─── RECORDS FOR THE EXERCISE ───
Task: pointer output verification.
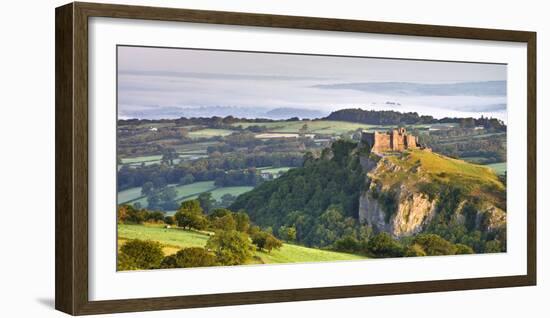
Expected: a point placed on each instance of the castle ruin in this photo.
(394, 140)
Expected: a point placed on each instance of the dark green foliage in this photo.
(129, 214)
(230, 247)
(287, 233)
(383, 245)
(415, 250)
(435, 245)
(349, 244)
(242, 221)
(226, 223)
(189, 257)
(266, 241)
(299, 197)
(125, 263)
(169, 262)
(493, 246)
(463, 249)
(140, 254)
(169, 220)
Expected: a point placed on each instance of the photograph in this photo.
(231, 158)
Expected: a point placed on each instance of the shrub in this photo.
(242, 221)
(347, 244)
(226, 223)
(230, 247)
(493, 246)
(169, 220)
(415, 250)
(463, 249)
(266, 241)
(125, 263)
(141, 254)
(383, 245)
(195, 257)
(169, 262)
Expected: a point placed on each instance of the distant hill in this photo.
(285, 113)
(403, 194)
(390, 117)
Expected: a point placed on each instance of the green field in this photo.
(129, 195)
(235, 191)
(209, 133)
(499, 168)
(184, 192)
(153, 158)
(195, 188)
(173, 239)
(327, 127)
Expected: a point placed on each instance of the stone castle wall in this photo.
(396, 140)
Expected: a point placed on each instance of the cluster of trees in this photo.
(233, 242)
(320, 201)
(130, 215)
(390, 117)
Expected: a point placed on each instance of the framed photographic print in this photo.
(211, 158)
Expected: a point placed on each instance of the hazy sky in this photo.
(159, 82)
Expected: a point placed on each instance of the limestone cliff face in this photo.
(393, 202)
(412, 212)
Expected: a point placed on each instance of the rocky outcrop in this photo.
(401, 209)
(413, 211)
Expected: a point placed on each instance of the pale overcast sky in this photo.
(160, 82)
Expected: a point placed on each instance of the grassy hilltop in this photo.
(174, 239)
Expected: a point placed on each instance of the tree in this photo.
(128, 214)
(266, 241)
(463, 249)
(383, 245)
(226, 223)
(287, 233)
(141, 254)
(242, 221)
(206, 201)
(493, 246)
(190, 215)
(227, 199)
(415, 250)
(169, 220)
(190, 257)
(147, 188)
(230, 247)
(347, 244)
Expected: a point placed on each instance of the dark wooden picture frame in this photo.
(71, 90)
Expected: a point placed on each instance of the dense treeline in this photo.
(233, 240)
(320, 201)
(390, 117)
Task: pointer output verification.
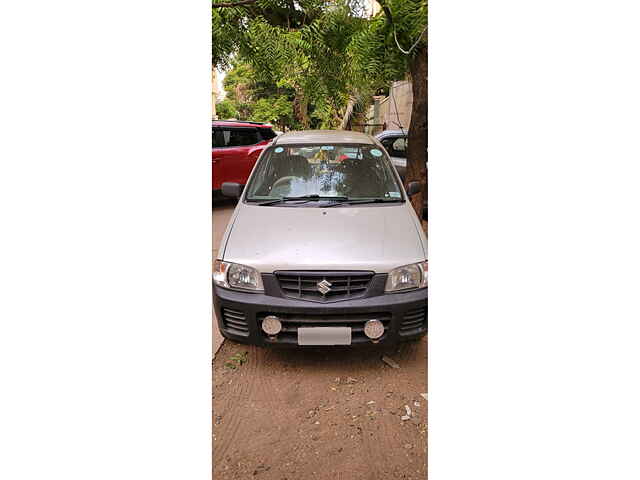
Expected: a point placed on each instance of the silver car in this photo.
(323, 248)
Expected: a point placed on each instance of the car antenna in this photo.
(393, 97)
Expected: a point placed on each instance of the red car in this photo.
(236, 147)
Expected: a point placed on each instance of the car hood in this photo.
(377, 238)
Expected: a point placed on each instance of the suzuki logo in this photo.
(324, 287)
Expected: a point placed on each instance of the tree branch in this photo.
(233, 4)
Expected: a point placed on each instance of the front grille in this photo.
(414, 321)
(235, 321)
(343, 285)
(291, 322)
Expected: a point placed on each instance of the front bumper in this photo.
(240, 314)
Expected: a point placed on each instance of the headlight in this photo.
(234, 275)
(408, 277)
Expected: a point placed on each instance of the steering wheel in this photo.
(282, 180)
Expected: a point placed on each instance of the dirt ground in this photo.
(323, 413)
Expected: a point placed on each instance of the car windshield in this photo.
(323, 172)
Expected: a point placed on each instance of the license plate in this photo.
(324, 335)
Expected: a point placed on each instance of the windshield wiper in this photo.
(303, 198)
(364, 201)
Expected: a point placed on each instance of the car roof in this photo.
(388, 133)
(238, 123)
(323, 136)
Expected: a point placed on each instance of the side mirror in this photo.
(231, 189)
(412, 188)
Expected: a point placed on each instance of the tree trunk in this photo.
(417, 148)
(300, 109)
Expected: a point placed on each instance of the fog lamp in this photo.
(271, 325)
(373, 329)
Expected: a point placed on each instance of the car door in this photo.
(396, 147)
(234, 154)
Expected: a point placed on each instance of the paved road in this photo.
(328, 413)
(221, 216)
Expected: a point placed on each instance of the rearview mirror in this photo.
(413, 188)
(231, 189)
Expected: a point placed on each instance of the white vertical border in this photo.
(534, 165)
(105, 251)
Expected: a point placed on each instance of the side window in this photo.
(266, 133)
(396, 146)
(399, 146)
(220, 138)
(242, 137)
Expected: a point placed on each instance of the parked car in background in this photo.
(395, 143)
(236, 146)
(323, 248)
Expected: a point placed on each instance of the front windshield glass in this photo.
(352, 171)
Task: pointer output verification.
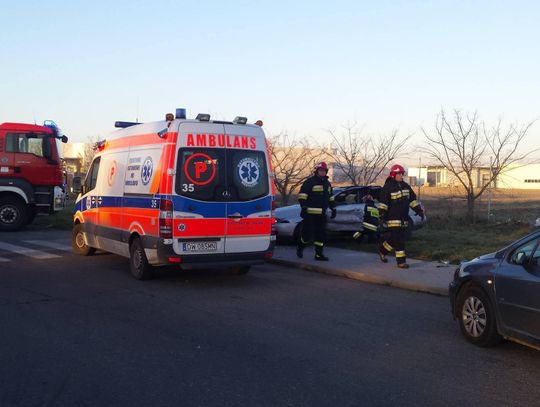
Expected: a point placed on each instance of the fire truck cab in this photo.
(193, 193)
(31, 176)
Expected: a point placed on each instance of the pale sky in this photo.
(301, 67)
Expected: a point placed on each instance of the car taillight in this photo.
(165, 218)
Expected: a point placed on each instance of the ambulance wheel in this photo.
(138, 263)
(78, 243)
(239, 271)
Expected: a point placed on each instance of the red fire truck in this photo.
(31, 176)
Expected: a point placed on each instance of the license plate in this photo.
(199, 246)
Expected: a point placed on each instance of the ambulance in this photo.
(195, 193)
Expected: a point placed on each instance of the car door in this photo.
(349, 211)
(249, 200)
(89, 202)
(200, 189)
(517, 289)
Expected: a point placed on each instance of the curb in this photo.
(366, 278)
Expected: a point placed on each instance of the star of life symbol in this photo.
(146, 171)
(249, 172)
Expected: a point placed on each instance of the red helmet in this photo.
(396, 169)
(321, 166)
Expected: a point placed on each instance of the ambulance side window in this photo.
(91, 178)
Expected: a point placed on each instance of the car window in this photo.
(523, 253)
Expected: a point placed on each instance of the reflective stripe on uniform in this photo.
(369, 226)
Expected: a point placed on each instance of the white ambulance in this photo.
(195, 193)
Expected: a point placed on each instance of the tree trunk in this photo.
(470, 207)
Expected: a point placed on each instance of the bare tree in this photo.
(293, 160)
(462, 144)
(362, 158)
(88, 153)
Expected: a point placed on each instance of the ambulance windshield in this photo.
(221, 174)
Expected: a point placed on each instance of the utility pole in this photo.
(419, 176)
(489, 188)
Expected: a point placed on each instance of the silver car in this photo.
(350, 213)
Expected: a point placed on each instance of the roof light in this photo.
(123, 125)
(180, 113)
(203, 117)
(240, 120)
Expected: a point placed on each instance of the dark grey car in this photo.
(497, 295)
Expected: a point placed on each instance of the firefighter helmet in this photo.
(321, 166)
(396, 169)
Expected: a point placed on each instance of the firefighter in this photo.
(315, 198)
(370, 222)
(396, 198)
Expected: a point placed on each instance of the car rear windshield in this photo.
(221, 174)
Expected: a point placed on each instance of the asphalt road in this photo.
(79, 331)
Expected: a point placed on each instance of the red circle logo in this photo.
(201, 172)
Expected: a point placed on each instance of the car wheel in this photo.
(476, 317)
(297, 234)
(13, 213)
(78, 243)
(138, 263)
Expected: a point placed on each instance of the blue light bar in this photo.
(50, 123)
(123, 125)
───
Send back the data above verbatim, leaving out its pictures.

RESPONSE ::
Task: pointer output verification.
Expected: a point placed on each instance of the castle ruin in this photo.
(394, 140)
Expected: a point placed on each instance of the dark green foliage in this photo.
(129, 214)
(230, 247)
(287, 233)
(383, 245)
(415, 250)
(435, 245)
(349, 244)
(242, 221)
(226, 223)
(189, 257)
(266, 241)
(299, 197)
(125, 263)
(169, 262)
(493, 246)
(463, 249)
(140, 254)
(169, 220)
Expected: a point placed on each instance of the photograph in this photo.
(231, 158)
Expected: a point placed on each instance of the shrub in this photo.
(242, 221)
(347, 244)
(226, 223)
(230, 247)
(493, 246)
(169, 220)
(415, 250)
(463, 249)
(266, 241)
(125, 263)
(141, 254)
(383, 245)
(195, 257)
(169, 262)
Expected: a point placed on each instance of the distant hill in this photo.
(285, 113)
(403, 194)
(390, 117)
Expected: a point placed on each instance of the green field in this photo.
(129, 195)
(235, 191)
(209, 133)
(499, 168)
(184, 192)
(153, 158)
(195, 188)
(173, 239)
(327, 127)
Expected: a point placed on each instance of the stone castle wall in this photo.
(396, 140)
Expected: a point placed on each instance of the cluster of trees in this photo.
(233, 242)
(320, 201)
(130, 215)
(390, 117)
Expected: a point placed on each instance of the framed photographic print in this photo.
(211, 158)
Expected: a point placed on each instance of the hazy sky in this photo.
(159, 82)
Expected: a point placed on each instance of the limestone cliff face in this photo.
(393, 202)
(412, 212)
Expected: a point placed on each instance of the rocky outcrop in this photo.
(401, 209)
(413, 211)
Expected: a point placed on each instance of the pale overcast sky in this photo.
(160, 82)
Expected: a point placed on each instance of the grassy hilltop in this photo.
(174, 239)
Expected: a point placed on each instance of the tree in this photo.
(128, 214)
(266, 241)
(463, 249)
(383, 245)
(226, 223)
(287, 233)
(141, 254)
(242, 221)
(206, 201)
(493, 246)
(190, 215)
(227, 199)
(415, 250)
(169, 220)
(190, 257)
(147, 188)
(230, 247)
(347, 244)
Expected: a point placed on each instance of the dark wooden picture frame in this photo.
(71, 90)
Expected: a point placed on each instance of the dense treeline in this photo.
(233, 240)
(320, 201)
(390, 117)
Task: pointer output verification.
Expected: a point placed on each instance of the silver car in this photo.
(323, 248)
Expected: a point placed on each instance of the car antenna in this photo.
(393, 97)
Expected: a point placed on each instance of the red car in this photo.
(236, 147)
Expected: a point placed on each instance of the car hood in this photo.
(377, 238)
Expected: a point placed on each instance of the suzuki logo in this photo.
(324, 287)
Expected: a point placed on each instance of the tree branch in this photo.
(233, 4)
Expected: a point placed on each instance of the front grille in this photo.
(414, 321)
(235, 321)
(343, 285)
(291, 322)
Expected: a point placed on each instance of the front bumper in this photo.
(240, 314)
Expected: a point placed on each instance of the headlight in this photo.
(234, 275)
(408, 277)
Expected: a point placed on each instance of the steering wheel in this photo.
(282, 180)
Expected: a point placed on each instance of the dirt ground in this photo.
(323, 413)
Expected: a point placed on each instance of the car windshield in this photo.
(323, 172)
Expected: a point placed on each instance of the license plate in this photo.
(324, 335)
Expected: a point placed on each instance of the windshield wiper in this photo.
(303, 198)
(364, 201)
Expected: a point placed on each instance of the car roof in this photo.
(388, 133)
(238, 123)
(323, 136)
Expected: a point placed on each instance of the side mirror in this photo.
(231, 189)
(412, 188)
Expected: a point placed on each instance of the tree trunk in this photo.
(417, 148)
(300, 109)
Expected: a point placed on each instance of the fog lamp in this photo.
(271, 325)
(373, 329)
Expected: a point placed on each instance of the car door in this photo.
(396, 147)
(234, 154)
Expected: a point placed on each instance of the paved road in this photo.
(328, 413)
(221, 216)
Expected: a point placed on each instance of the rearview mirror in this photo.
(413, 188)
(231, 189)
Expected: a point placed on each instance of the white vertical border in this photo.
(534, 165)
(105, 251)
Expected: a point placed on each instance of the side window in this photo.
(266, 133)
(396, 146)
(399, 146)
(220, 138)
(242, 137)
Expected: a point placed on each instance of the parked car in background in this photo.
(395, 143)
(236, 146)
(323, 248)
Expected: a point placed on each instance of the front windshield glass in this photo.
(352, 171)
Task: pointer output verification.
Expected: a point placed on each instance of the fire truck cab in this photo.
(193, 193)
(31, 176)
Expected: a point placed on each instance of the pale sky in this photo.
(301, 67)
Expected: a point placed on each instance of the car taillight in this photo.
(165, 218)
Expected: a point placed on each instance of the ambulance wheel in this photo.
(138, 263)
(78, 243)
(239, 271)
Expected: a point placed on each instance of the red fire truck in this photo.
(31, 176)
Expected: a point placed on each instance of the license plate in this photo.
(199, 246)
Expected: a point placed on each instance of the ambulance in this photo.
(195, 193)
Expected: a point placed on each instance of the car door in this photo.
(349, 211)
(249, 200)
(89, 202)
(200, 189)
(517, 289)
Expected: a point placed on each instance of the curb in this photo.
(366, 278)
Expected: a point placed on each instance of the star of life symbol in this photo.
(146, 171)
(249, 172)
Expected: a point placed on each instance of the red helmet in this photo.
(396, 169)
(321, 166)
Expected: a point placed on each instance of the ambulance side window in this photo.
(91, 178)
Expected: a point placed on each instance of the car window in this photo.
(523, 253)
Expected: a point placed on each instance of the reflective stripe on uniform in this photo.
(369, 226)
Expected: a point placed on each instance of the white ambulance in this photo.
(195, 193)
Expected: a point placed on each instance of the tree trunk in this photo.
(470, 207)
Expected: a point placed on each instance of the bare tree in this photo.
(293, 160)
(462, 144)
(362, 158)
(88, 153)
Expected: a point placed on each instance of the ambulance windshield in this photo.
(221, 174)
Expected: a point placed on each instance of the utility pole in this photo.
(419, 176)
(489, 188)
Expected: a point placed on each instance of the silver car in this photo.
(350, 213)
Expected: a point placed on each instance of the roof light in this photo.
(123, 125)
(180, 113)
(203, 117)
(240, 120)
Expected: a point placed on each instance of the dark grey car in this photo.
(497, 295)
Expected: a point placed on each instance of the firefighter helmet in this photo.
(321, 166)
(396, 169)
Expected: a point placed on each instance of the firefighter in this photo.
(315, 198)
(370, 222)
(396, 198)
Expected: a point placed on each instance of the car rear windshield in this photo.
(221, 174)
Expected: a point placed on each instance of the asphalt road in this photo.
(79, 331)
Expected: a point placed on each instance of the red circle logo in this photo.
(201, 172)
Expected: a point placed on each instance of the car wheel in this photo.
(476, 317)
(297, 234)
(13, 213)
(78, 243)
(138, 263)
Expected: a point placed on each instance of the blue light bar in this photo.
(50, 123)
(123, 125)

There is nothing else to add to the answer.